The $20 level is a key pivot point for GDX
Historically, gold and mining names have been considered safe havens for market participants, but the recent waterfall selloff in equities took no prisoners. While gold remains near positive territory for 2020, miners weren't spared, shedding about 16% of their value so far this year. Despite rallying over $9 off the lows seen on Monday, VanEck Vectors Gold Miners ETF (GDX) still has a lot of work to do.
Is the market getting this wrong? Generally, the answer to that question is an emphatic "No, the market is never wrong." However, given the current market environment and flight to liquidity, many stocks and exchange traded funds (ETFs) have seen dramatic overreactions to the downside.
Last Friday, GDX plummeted lower by over 14.8% in just one trading session, its worst session in over 10 years, and the third-largest daily plunge on GDX ever. This dramatic selloff came on the heels of a larger broad-based decline of nearly 50 percent from the Feb. 24 highs of $31.84. Yes, you read that right - nearly a 50% decline in a "safety" macro ETF in a matter of three weeks.
Nobody knows for sure, but the action on Friday sure felt like a large fund getting blown out of its position and panic selling to preserve capital. The daily volume of over 195 million shares traded Friday was the largest ever for the ETF - this could be offering a great opportunity on the long side after this capitulation.
On Sunday, March 15, Fed Chairman Jerome Powell announced another rate cut, effectively bringing the Federal Funds Rate to 0%. Additionally on Tuesday, Treasury Secretary Steve Mnuchin introduced another round of measures to stave off the negative effects of COVID19 - an $850 billion stimulus package, tax deferments for citizens and businesses, and also the potential of paying a fixed amount of money to every American.
The fiscal and monetary measures currently being taken rival those seen during the housing crisis of 2008/2009, a time when owning gold and miners was extremely lucrative. Higher government spending and stimulus generally equates to higher prices in metals, and conversely a lower U.S. Dollar. Should this trend continue, further quantitative easing and government stimulus should push prices in these sectors even higher.
The "cherry on top" for currently owning miners is low oil and fuel prices. Mining companies have huge operating costs, with fuel being their biggest expense. The current average price for a gallon of diesel is $2.25, a massive drop from the $2.90/gallon average seen just last May. This big drop in operating expenses, coupled with gold prices near multi-year highs, could really boost profitability margins for these companies moving forward.

*Task item*:
Answer these questions using the passage on gold miners and GDX.
(a) By how much did GDX fall in the single trading session last Friday?
(b) Who announced a rate cut on Sunday, March 15?
(c) What is the current average price for a gallon of diesel?

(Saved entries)
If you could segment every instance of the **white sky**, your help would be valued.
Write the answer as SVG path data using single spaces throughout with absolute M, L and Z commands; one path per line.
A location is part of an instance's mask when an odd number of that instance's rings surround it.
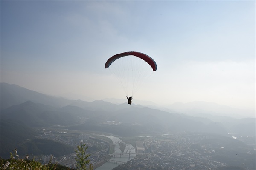
M 125 98 L 105 63 L 135 51 L 158 67 L 137 99 L 255 109 L 254 0 L 0 3 L 1 82 L 53 95 Z

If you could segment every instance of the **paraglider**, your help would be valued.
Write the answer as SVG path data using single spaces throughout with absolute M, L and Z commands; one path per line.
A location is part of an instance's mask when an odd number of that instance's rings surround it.
M 127 96 L 126 98 L 128 99 L 128 101 L 127 101 L 127 103 L 128 103 L 128 104 L 131 105 L 131 100 L 132 100 L 132 96 L 131 96 L 131 97 L 129 97 L 129 98 L 128 98 L 128 96 Z
M 118 54 L 110 57 L 105 64 L 115 75 L 126 94 L 128 103 L 146 78 L 157 69 L 154 60 L 148 55 L 139 52 L 129 51 Z

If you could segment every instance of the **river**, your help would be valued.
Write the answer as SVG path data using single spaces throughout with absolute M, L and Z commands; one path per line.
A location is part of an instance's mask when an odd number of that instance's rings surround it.
M 119 138 L 110 136 L 104 136 L 105 137 L 110 138 L 114 144 L 118 144 L 119 142 L 122 142 L 123 144 L 127 144 L 123 141 L 122 141 Z M 113 153 L 115 155 L 113 156 L 111 160 L 120 161 L 123 162 L 127 162 L 131 159 L 135 158 L 136 156 L 135 148 L 131 145 L 127 145 L 125 149 L 124 154 L 121 154 L 121 152 L 120 150 L 120 147 L 119 144 L 115 146 L 115 152 Z M 130 152 L 130 157 L 129 153 Z M 114 163 L 111 162 L 106 162 L 102 165 L 99 167 L 95 170 L 111 170 L 116 167 L 119 165 L 118 163 Z

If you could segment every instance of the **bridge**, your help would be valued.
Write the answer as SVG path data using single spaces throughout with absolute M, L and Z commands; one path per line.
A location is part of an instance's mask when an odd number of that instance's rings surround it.
M 122 162 L 122 161 L 116 161 L 114 160 L 108 159 L 104 159 L 104 160 L 108 162 L 113 163 L 113 164 L 123 164 L 126 163 L 125 162 Z

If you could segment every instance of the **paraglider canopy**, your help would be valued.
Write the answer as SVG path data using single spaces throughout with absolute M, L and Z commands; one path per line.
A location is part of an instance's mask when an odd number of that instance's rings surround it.
M 111 57 L 106 62 L 105 68 L 109 68 L 115 76 L 126 96 L 133 96 L 144 80 L 157 70 L 157 66 L 148 55 L 129 51 Z
M 123 57 L 129 55 L 136 56 L 141 58 L 150 65 L 151 67 L 152 67 L 152 69 L 153 69 L 153 71 L 155 71 L 157 70 L 157 63 L 152 58 L 145 54 L 135 51 L 125 52 L 124 53 L 116 54 L 111 57 L 108 60 L 108 61 L 107 61 L 107 62 L 106 62 L 106 64 L 105 64 L 105 68 L 108 68 L 109 66 L 116 60 L 121 57 Z

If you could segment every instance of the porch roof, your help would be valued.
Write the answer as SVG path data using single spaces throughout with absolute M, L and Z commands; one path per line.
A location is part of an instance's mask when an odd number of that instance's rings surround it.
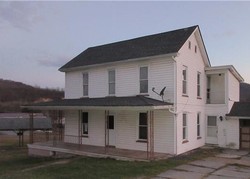
M 228 117 L 248 117 L 250 118 L 250 102 L 234 102 Z
M 172 103 L 159 101 L 146 96 L 103 97 L 62 99 L 22 106 L 28 109 L 67 110 L 67 109 L 168 109 Z

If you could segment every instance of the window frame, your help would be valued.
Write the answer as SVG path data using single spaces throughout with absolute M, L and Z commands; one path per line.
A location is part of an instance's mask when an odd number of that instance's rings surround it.
M 87 76 L 87 79 L 84 79 L 84 76 Z M 82 73 L 82 93 L 83 93 L 83 97 L 88 97 L 89 96 L 89 73 L 88 72 L 84 72 Z M 85 89 L 86 89 L 86 93 L 85 93 Z
M 197 98 L 201 98 L 201 72 L 197 72 Z
M 142 78 L 141 77 L 141 69 L 142 68 L 147 68 L 147 78 Z M 148 78 L 149 78 L 149 67 L 148 66 L 140 66 L 140 68 L 139 68 L 139 91 L 140 91 L 140 94 L 148 94 L 148 87 L 149 87 L 149 80 L 148 80 Z M 143 82 L 146 82 L 146 85 L 147 85 L 147 89 L 146 89 L 146 91 L 143 91 L 142 89 L 142 83 Z
M 84 117 L 87 117 L 87 118 L 84 118 Z M 81 127 L 82 127 L 82 130 L 81 130 L 82 136 L 88 136 L 89 135 L 89 113 L 88 112 L 82 112 Z
M 196 117 L 196 125 L 197 125 L 197 139 L 201 138 L 201 113 L 198 112 L 197 113 L 197 117 Z
M 114 73 L 114 81 L 111 81 L 110 73 Z M 114 93 L 111 93 L 111 86 L 114 87 Z M 115 96 L 116 93 L 116 71 L 114 69 L 108 70 L 108 94 L 109 96 Z
M 184 71 L 185 71 L 185 76 L 184 76 Z M 183 65 L 183 68 L 182 68 L 182 95 L 183 96 L 188 95 L 188 77 L 187 76 L 188 76 L 188 67 Z
M 185 120 L 185 122 L 184 122 L 184 120 Z M 188 142 L 188 118 L 187 118 L 187 113 L 182 114 L 182 141 L 183 141 L 183 143 Z
M 143 117 L 142 115 L 145 115 L 146 118 L 141 118 Z M 147 142 L 148 141 L 148 113 L 147 112 L 140 112 L 139 113 L 139 118 L 138 118 L 138 141 L 142 141 L 142 142 Z M 141 119 L 145 119 L 146 121 L 146 124 L 141 124 Z M 144 129 L 146 128 L 146 138 L 141 138 L 141 129 Z

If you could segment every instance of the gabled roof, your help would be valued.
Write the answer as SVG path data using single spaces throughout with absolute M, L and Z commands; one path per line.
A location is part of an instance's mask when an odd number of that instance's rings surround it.
M 88 107 L 155 107 L 170 106 L 172 103 L 159 101 L 145 96 L 126 96 L 126 97 L 104 97 L 104 98 L 80 98 L 80 99 L 62 99 L 44 103 L 35 103 L 23 106 L 29 109 L 86 109 Z
M 250 102 L 234 102 L 233 107 L 227 116 L 250 118 Z
M 60 71 L 129 59 L 177 53 L 198 26 L 90 47 L 62 66 Z

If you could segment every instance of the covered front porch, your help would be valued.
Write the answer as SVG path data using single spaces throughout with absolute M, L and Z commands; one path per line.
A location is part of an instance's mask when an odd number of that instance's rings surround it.
M 166 148 L 173 146 L 166 142 L 166 136 L 173 134 L 173 126 L 167 130 L 166 114 L 171 106 L 145 96 L 64 99 L 28 106 L 46 111 L 53 127 L 53 141 L 30 144 L 29 153 L 123 160 L 167 158 Z M 60 128 L 63 121 L 65 131 Z
M 146 151 L 118 149 L 114 147 L 101 147 L 84 144 L 73 144 L 53 141 L 28 144 L 29 155 L 56 156 L 73 154 L 96 158 L 113 158 L 128 161 L 162 160 L 171 157 L 170 154 L 156 153 L 150 158 Z

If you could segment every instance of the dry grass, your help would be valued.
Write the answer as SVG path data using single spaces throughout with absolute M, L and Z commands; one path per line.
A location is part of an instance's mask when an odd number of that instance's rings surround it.
M 16 136 L 15 136 L 16 137 Z M 188 154 L 154 162 L 73 157 L 32 158 L 26 147 L 18 147 L 17 137 L 0 136 L 0 178 L 151 178 L 187 162 L 214 156 L 218 149 L 198 149 Z

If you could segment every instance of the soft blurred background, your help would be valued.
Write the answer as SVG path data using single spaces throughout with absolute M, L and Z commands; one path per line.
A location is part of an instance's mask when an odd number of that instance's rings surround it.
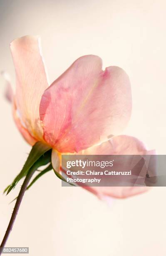
M 132 85 L 133 113 L 124 133 L 166 153 L 165 0 L 0 0 L 0 70 L 14 69 L 13 39 L 40 35 L 50 80 L 81 56 L 94 54 L 104 68 L 119 66 Z M 15 127 L 0 84 L 0 240 L 14 207 L 4 188 L 30 147 Z M 53 172 L 26 193 L 7 246 L 29 246 L 33 256 L 166 255 L 166 188 L 100 201 L 81 188 L 62 187 Z

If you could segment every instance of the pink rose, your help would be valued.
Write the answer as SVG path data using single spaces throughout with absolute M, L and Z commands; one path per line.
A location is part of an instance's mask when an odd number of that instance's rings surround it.
M 13 97 L 11 91 L 7 94 L 12 98 L 15 122 L 30 145 L 39 141 L 51 146 L 52 164 L 57 171 L 63 153 L 154 153 L 136 138 L 118 136 L 127 124 L 131 110 L 129 79 L 123 69 L 111 66 L 103 71 L 99 57 L 87 55 L 78 59 L 50 85 L 38 37 L 16 39 L 10 48 L 16 90 Z M 100 198 L 126 197 L 148 189 L 85 188 Z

*Result*:
(a) Over 14.8%.
(b) Fed Chairman Jerome Powell.
(c) $2.25.